*READING PASSAGE*
Viewing 32 posts - 1 through 32 (of 32 total)
  • A question about mtb trail erosion?
  • frank4short
    Free Member

    Just seen this report on BBC NI about an event in Belfast today.

    Now other than the biased anti mtb nature of the report it got me thinking. 2 individuals were interviewed with contrasting views on the damage mountainbiking does to the landscape. Both of which fairly obviously had 2 entirely contrasting opinions on it. Anyway I’m just wondering does anyone know of an independent study that’s been conducted anywhere, though really specifically in the British Isles, on trail erosion? And I guess more so one that contrasts erosion caused by different types of trail users?

    Obviously I’m not anti mtb, as well I’m a keen mountainbiker, though it would be interesting to find out if there’s any legitimate information anywhere that actually tells what the real story is. So should something like this come up again it would be easier to just say you know what that’s not actually true, here’s the real truth.

    andeh
    Full Member

    You ever ridden Cannock? There’s some pretty conclusive evidence leading upto, and around, every corner.

    zippykona
    Full Member

    I ride trails that are already there. Certain bits turn into mud baths.
    We cause tram lines, horses cause churned up bits. It dries out into rough corrugations, the top gets knocked smooth. It rains it turns back into mud.
    Its happened the 20 years I’ve been riding. As far as I know the North Downs are still there.

    druidh
    Free Member
    bwaarp
    Free Member

    Oh noes. We’re eroding the hill – god the **** humanity – it’s not like sheep, walkers, horses and eventually precipitation isn’t going do that anyway.

    But the planets so precious we should lock ourselves in our rooms lest we tread on too many poor defenceless worms or erode any mole hills.

    robsoctane
    Free Member

    Get ridin’, roostin’, and splashin’ your way down the hills. Changing the track is a good thing in my eyes, keeps me on my toes!

    billysugger
    Free Member

    Water erodes. Walkers make patterns which hold water. MTB riders make patterns which channel water. It’s easier to see in a tyre track. We’re actually helping to irrigate. People should be thankful. Without us the water table would be higher.*to smilie or not to smilie…nah*

    My favorite trails are the most eroded ones and if that conjures up images of mud in your mind you’re not thinking of nearly enough erosion.

    If there had been no erosion where I live over the years I wouldn’t need gears. I’d be a singlespeeder. Now that is a scary thought.

    druidh
    Free Member

    Walkers create paths
    Cyclists create erosion
    😆

    user-removed
    Free Member

    She. Speaks. Like. My. Sat. Nav.

    curiousyellow
    Free Member

    What a bunch of NIMBYs.

    irc
    Full Member

    Walkers make patterns which hold water.

    Ever seen the paths up a popular Munro? Washed away despite almost all the traffic being walkers.

    wobbliscott
    Free Member

    Well I don’t know the real facts, but I’d be willing to bet significant body organs that the % by area of the countryside regularly used by walkers and MTBers, and therefore being noticeably eroded, is much more than a 3 or 4 %. I’m sure it is a problem that can be managed easily, if certain people were to invest half the time and energy dealing with the issue instead of moaning about it.

*WHAT THIS EXERCISE ASKS*
A) List the usernames in the trail erosion forum thread that are marked "Full Member".
B) Write the next post in the forum thread on mountain bike trail erosion, following on from the last one shown.

(Point labeling dataset excerpts)
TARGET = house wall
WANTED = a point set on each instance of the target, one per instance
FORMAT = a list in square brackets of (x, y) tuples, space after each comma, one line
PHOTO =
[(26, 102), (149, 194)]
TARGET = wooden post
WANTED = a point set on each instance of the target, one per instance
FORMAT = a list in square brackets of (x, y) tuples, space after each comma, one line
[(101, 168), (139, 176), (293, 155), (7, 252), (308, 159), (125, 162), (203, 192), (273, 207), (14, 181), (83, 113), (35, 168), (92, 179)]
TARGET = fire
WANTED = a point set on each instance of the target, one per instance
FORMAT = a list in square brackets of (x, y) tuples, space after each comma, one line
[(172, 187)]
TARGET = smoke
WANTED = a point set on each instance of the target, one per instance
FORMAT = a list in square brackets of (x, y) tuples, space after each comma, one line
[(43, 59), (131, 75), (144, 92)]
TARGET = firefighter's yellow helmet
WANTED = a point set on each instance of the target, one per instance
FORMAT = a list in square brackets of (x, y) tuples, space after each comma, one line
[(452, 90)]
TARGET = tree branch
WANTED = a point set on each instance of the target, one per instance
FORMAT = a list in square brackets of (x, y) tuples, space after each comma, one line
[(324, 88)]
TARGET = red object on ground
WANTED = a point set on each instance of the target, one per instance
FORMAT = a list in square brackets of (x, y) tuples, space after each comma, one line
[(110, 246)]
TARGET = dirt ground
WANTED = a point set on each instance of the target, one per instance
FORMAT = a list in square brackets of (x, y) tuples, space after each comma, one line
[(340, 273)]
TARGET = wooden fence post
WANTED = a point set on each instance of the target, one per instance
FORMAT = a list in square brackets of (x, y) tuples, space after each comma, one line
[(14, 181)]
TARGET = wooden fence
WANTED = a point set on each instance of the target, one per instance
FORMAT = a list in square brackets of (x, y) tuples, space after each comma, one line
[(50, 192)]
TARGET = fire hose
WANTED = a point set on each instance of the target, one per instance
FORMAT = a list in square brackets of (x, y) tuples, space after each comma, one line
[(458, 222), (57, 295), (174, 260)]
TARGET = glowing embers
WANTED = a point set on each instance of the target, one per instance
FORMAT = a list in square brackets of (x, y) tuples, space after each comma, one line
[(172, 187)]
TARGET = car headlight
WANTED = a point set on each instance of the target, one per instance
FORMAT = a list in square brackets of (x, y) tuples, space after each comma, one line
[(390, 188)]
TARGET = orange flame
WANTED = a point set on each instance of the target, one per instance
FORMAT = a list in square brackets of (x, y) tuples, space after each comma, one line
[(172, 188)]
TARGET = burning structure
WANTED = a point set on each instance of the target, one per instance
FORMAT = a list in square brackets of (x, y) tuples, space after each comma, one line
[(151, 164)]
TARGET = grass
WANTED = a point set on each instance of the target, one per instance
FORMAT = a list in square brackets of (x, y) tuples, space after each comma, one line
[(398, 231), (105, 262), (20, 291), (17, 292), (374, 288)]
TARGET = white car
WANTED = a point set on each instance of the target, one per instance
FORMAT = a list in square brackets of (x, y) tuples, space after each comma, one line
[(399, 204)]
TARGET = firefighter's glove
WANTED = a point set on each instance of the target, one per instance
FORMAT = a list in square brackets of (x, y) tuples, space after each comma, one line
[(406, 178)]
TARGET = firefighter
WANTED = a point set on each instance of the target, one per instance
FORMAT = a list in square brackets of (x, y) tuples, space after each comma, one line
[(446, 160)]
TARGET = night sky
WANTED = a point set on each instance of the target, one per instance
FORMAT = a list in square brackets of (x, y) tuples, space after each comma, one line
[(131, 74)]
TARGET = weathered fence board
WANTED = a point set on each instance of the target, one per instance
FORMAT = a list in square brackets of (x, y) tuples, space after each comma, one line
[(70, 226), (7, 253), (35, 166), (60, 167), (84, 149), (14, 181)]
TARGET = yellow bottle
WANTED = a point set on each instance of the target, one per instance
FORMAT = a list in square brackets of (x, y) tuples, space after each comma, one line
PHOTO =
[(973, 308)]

*TASK-BY-TASK OUTPUTS*
A) andeh, zippykona, irc

B)
    portlyone
    Full Member

    The odd skid vs widespread flooding

    Gaia wins

    batman11
    Free Member

    Hate to say the words mbuk but think it was them that did an articul on this some years ago much of which came to the conclusion from some governing body that its walkers,horses then us that cause issues!! Mind you this was 10plus years ago and mountain biking has increased hugely since but I ride and walk the dog a lot in the same woods and it is very clear to see that where water lies walkers are making theses areas wider trying to keep there feet dry etc.. Horses are churning it up in small areas which we avoid as best we can this time of the year.

    teamhurtmore
    Free Member

    I can’t really see the point in the “they cause more erosion than me” arguments. Missing the point entirely. We all cause erosion to greater or lesser extents, therefore we all share an onus to participate in our chosen recreations in a responsible manner. Whether it be a walker, horserider, runner or MTB, churning up a path in the wet, doesn’t matter, they should all be using some common sense.

    thisisnotaspoon
    Free Member

    Mountainbikes cause errosion, occasionaly they cause an awfull lot of it, deal* with it.

    I think it depends where you live and ride, on rocks your unlikely to make any huge impact, on a muddy trail on a steep unstable hillside it doesn’t take long for a ribbon of singletrack to cut in quite deep then the whole hillside washes away down into the valley. Now that applies to MTB’s, walkers and horses.

    BUT MTB’ers do tend to go out in search of those off camber, steep, erroded, rutted trails as they’re fun. Walkers and horsey types tend to go somewhere for the view/fresh air/peace and quiet/etc, and probably take a much easier (and likely sustainable) route.

    *Dear Mr National Parks Accountant, thsi means ignore it, don’t flatten it out into a crushed limestone motorway.

    mikey74
    Free Member

    Erosion wouldn’t be a factor if we actually built trails properly in this country.

    For the most part, “natural” is not sustainable when it comes to a large volume of traffic.

    bigyinn
    Free Member

    People out walking at this time of year inevitably see not the footprints in the mud, but the tyre tracks through it and conclude that the erosion is down to the cyclists.
    We can probably help ourselves in this regard by avoiding easily damaged (i.e Gopping) trails at this time of year. The trouble is, after our “summer” the choice is severely reduced.
    I’d also like to point out that 4 hoofed 1 ton objects being ridden up / down steep hills is doing more damage that anything else and has ruined a number of bridleways to the extent they are impossible to walk full stop. Who do I lobby to get the horse riders to open their minds?

    thisisnotaspoon
    Free Member

    Erosion wouldn’t be a factor if we actually built trails properly in this country.

    Trails aren’t “built properly” anywhere. Some countries just have better climates, some have better geology, most are less densely populated. Most trails just start off as either sheep(or other animal) tracks, some variation on a road for moving livestock from home to field to markets (migth be ‘built’, or military routes (usualy Roman, usualy survived 2000 years untill the first Onza Porcupine skidded down them).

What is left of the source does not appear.